EXERCISE OBJECTIVE ▸ Transcribe every one of the items below word for word, line by line.

Start of INPUT

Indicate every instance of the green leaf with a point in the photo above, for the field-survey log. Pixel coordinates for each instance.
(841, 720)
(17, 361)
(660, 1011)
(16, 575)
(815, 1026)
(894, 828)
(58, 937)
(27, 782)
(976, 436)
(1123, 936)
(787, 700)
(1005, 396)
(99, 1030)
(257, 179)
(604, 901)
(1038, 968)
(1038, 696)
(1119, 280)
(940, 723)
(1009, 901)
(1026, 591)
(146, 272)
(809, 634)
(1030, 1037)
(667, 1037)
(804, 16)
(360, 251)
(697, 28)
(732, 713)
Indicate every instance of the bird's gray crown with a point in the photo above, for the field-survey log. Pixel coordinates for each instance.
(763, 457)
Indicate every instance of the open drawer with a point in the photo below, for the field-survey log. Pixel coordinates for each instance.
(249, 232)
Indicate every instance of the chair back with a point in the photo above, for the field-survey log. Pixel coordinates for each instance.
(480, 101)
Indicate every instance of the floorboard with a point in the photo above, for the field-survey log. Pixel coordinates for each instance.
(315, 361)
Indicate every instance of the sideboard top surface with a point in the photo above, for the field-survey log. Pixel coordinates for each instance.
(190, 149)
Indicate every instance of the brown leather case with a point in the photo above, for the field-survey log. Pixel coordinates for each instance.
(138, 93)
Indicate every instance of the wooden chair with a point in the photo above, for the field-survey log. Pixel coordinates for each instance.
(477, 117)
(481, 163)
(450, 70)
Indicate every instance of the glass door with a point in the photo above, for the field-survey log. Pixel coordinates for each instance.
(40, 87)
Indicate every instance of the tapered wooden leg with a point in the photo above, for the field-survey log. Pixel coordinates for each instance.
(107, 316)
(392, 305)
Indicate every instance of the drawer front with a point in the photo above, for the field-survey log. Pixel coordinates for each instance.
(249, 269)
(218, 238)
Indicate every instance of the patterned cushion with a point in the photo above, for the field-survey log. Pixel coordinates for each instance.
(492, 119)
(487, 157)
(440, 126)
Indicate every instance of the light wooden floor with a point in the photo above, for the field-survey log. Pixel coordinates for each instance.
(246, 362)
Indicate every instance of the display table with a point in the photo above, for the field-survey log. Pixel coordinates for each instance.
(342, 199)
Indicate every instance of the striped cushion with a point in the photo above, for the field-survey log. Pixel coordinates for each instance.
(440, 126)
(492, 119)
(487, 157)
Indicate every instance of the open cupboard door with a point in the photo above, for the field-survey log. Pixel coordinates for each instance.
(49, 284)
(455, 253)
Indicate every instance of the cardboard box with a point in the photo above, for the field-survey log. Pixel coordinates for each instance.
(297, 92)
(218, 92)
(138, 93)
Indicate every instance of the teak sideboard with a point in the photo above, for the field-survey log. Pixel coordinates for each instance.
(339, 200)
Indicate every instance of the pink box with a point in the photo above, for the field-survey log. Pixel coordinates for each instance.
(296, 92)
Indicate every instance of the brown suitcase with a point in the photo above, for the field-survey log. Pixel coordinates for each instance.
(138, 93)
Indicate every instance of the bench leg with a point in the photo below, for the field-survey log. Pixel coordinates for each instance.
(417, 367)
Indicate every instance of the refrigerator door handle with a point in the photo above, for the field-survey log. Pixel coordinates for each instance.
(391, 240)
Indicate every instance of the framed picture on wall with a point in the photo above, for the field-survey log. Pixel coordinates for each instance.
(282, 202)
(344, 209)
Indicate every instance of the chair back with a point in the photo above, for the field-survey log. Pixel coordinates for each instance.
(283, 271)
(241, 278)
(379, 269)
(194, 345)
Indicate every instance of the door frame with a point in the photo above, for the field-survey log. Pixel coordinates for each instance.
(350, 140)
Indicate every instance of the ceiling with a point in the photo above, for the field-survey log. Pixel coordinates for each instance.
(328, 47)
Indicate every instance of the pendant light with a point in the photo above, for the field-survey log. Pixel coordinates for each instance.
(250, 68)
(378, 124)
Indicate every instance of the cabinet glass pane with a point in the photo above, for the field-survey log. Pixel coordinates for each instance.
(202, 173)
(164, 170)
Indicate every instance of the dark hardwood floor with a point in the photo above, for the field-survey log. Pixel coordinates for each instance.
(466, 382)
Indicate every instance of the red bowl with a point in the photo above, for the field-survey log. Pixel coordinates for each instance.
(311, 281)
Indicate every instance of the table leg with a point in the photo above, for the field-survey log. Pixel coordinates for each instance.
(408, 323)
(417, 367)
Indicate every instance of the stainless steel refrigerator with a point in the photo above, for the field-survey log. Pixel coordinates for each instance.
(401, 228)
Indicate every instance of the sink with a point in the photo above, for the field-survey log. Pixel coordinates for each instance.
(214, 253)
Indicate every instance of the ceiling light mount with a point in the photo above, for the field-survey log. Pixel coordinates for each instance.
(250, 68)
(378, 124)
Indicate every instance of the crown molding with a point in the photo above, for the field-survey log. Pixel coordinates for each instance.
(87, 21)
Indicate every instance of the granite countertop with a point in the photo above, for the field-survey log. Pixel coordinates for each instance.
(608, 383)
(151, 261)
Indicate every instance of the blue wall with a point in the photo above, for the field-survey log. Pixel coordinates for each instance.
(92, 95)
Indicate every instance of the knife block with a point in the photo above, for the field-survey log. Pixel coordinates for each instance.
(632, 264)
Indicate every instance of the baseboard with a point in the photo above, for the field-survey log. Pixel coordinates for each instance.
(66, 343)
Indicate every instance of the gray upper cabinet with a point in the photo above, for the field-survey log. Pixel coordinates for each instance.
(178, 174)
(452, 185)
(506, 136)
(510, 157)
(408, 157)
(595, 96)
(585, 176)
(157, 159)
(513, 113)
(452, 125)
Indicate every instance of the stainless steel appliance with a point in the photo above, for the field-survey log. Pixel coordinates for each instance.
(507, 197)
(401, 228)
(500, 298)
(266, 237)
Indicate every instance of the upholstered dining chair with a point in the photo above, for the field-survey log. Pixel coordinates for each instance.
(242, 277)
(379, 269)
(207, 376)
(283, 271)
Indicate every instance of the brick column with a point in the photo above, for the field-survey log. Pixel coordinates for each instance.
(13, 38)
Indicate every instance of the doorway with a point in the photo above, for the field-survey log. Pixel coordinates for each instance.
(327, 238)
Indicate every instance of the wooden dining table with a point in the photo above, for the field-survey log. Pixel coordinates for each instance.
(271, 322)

End of INPUT

RESPONSE ▸
Indicate every instance of the green leaf with a point in the photo above, for the field-survey log. Pixel coordinates for each instance.
(841, 720)
(17, 361)
(660, 1011)
(16, 575)
(815, 1026)
(894, 828)
(58, 937)
(27, 782)
(976, 436)
(1123, 936)
(787, 700)
(1005, 396)
(99, 1030)
(257, 179)
(604, 901)
(1038, 968)
(1038, 696)
(1119, 280)
(940, 723)
(1009, 901)
(1026, 591)
(146, 272)
(809, 634)
(1030, 1037)
(667, 1037)
(804, 16)
(360, 251)
(697, 28)
(732, 713)
Indicate every instance of the bird's gray crown with a point in the photo above, for the field-survey log. Pixel coordinates for each instance.
(763, 457)
Indicate every instance of the open drawer with a point in the photo below, for the field-survey log. Pixel coordinates for each instance.
(249, 232)
Indicate every instance of the chair back with a point in the photo above, for the field-survey log. Pixel coordinates for each instance.
(480, 101)
Indicate every instance of the floorboard with a point in the photo above, for the field-survey log. Pixel coordinates for each instance.
(315, 361)
Indicate every instance of the sideboard top surface with a point in the photo above, for the field-survey log. Pixel coordinates for each instance.
(190, 149)
Indicate every instance of the brown leather case with a point in the photo above, for the field-survey log. Pixel coordinates for each instance.
(138, 93)
Indicate every instance of the wooden chair with a point in the photo above, for the field-survey log. Pixel coordinates for each instance.
(477, 117)
(481, 163)
(450, 70)
Indicate every instance of the glass door with a point in the photo above, for the field-survey log. Pixel coordinates for each instance.
(40, 87)
Indicate every instance of the tapered wooden leg with a point in the photo above, for the field-survey log. Pixel coordinates for each instance.
(107, 316)
(392, 305)
Indicate every instance of the drawer front with a point in the photo above, for the field-survey log. Pixel coordinates for each instance.
(249, 269)
(218, 238)
Indicate every instance of the patterned cushion with a point in the photo above, for the field-survey log. Pixel coordinates for each instance.
(492, 119)
(487, 157)
(440, 126)
Indicate every instance of the light wooden floor with a point in the photo above, for the field-survey log. Pixel coordinates for each instance.
(246, 362)
Indicate every instance of the display table with a point in the photo above, for the field-survey log. Pixel coordinates for each instance.
(342, 199)
Indicate every instance of the striped cushion with a point in the photo above, for the field-survey log. Pixel coordinates for each instance.
(440, 126)
(492, 119)
(487, 157)
Indicate every instance of the open cupboard door with a point in the photo above, for the field-survey log. Pixel coordinates for each instance.
(49, 284)
(455, 253)
Indicate every instance of the cardboard box with a point in the photo above, for the field-survey log. Pixel coordinates for each instance.
(297, 92)
(218, 92)
(138, 93)
Indicate every instance of the teak sideboard with a point in the photo above, for the field-survey log. Pixel coordinates for each instance.
(339, 200)
Indicate every instance of the pink box with a point in the photo above, for the field-survey log. Pixel coordinates for each instance.
(296, 92)
Indicate every instance of the brown suitcase with a point in the photo above, for the field-survey log. Pixel coordinates for each instance.
(138, 93)
Indicate every instance of the bench leg with a point in the photo below, for the field-survey log. Pixel coordinates for each instance.
(417, 367)
Indicate every instance of the refrigerator door handle with a point in the photo above, for the field-survey log. Pixel coordinates for each instance.
(391, 240)
Indicate every instance of the framed picture on wall with a point in the photo above, for the field-survey log. Pixel coordinates for each instance.
(282, 202)
(344, 209)
Indicate every instance of the chair back with a point in the photo above, for the field-survey log. Pixel coordinates for each instance.
(283, 271)
(241, 278)
(379, 269)
(194, 345)
Indicate every instance of the door frame with a point in the photo above, for the field-survey log. Pixel coordinates for each instance.
(350, 140)
Indicate every instance of the ceiling with a point in the photo above, for the field-survey log. Pixel coordinates for each instance.
(328, 47)
Indicate every instance of the pendant light with a point in the photo above, for the field-survey log. Pixel coordinates for each instance.
(250, 68)
(378, 124)
Indicate every instance of the cabinet glass pane with a point in the photo above, for the field-survey log. Pixel coordinates for each instance.
(202, 173)
(164, 170)
Indicate every instance of the dark hardwood floor with a point in the photo above, for the field-survey log. Pixel coordinates for each instance.
(466, 382)
Indicate every instance of the red bowl with a point in the photo above, for the field-survey log. Pixel coordinates for each instance.
(311, 281)
Indicate every instance of the table leg with a point in the photo above, for the field-survey log. Pixel coordinates for each instance.
(408, 323)
(417, 367)
Indicate every instance of the stainless steel refrigerator with a point in the photo above, for the field-survey log. Pixel coordinates for each instance.
(401, 228)
Indicate every instance of the sink with a point in the photo above, for the field-survey log. Pixel coordinates for each instance.
(214, 253)
Indicate every instance of the ceiling light mount with a point in the photo above, for the field-survey log. Pixel coordinates for each instance.
(250, 68)
(378, 124)
Indicate every instance of the crown molding with a point in the photo above, for the field-survey log. Pixel coordinates for each instance.
(87, 21)
Indicate every instance of the granite countertop with a point in the photo above, for the field-survey log. Pixel coordinates for each instance.
(608, 383)
(151, 261)
Indicate every instance of the blue wall with a point in the photo above, for the field-survey log. Pixel coordinates for each instance.
(92, 95)
Indicate every instance of the knife block with a point in the photo above, for the field-survey log. Pixel coordinates for each instance.
(632, 264)
Indicate every instance of the baseboard with a point in the photo above, for the field-survey log. Pixel coordinates for each instance.
(66, 343)
Indicate every instance of the gray upper cabinet with a point in the photo above, for the field-survey log. Pixel coordinates for each instance.
(178, 174)
(452, 185)
(506, 136)
(510, 157)
(408, 157)
(595, 96)
(585, 176)
(157, 159)
(513, 113)
(452, 125)
Indicate every instance of the stainless steel appliance with a point in the photo above, for the field-survey log. Pixel coordinates for each instance.
(507, 197)
(401, 228)
(500, 298)
(266, 237)
Indicate every instance of the upholstered dining chair with a point in the photo above, for the field-survey log. Pixel coordinates for each instance.
(242, 277)
(379, 269)
(207, 376)
(283, 271)
Indicate every instance of the brick column with a point in the photo above, for the field-survey log. Pixel coordinates for each instance.
(13, 38)
Indicate every instance of the doorway with a point in the photo above, for the field-survey log. Pixel coordinates for each instance.
(327, 238)
Indicate every instance of the wooden dining table with a point in the photo above, for the field-survey log. Pixel coordinates for each instance.
(271, 322)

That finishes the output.